--- PROBLEM TO WORK ON ---
When copying the records below, omit any image and print everything else exactly.

======== DATA FOR THIS EXERCISE

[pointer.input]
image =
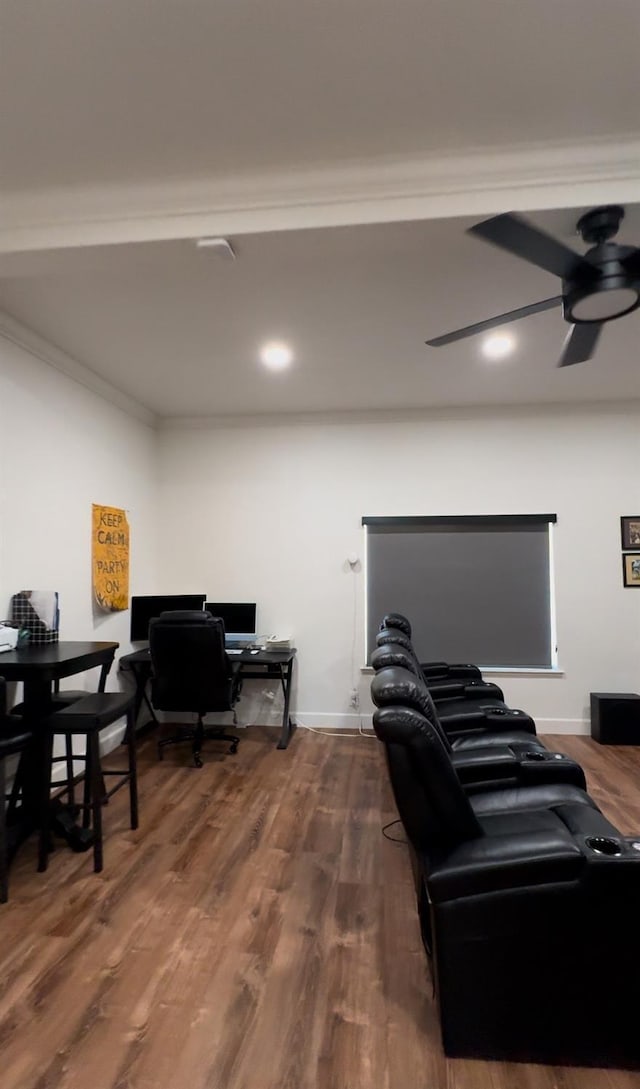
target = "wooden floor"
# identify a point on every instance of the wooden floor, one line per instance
(257, 932)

================

--- SOLUTION FOR THIS EXERCISE ---
[pointer.input]
image =
target = "wooden floor"
# identify a point on every instance of the wooden floor, one line per instance
(257, 932)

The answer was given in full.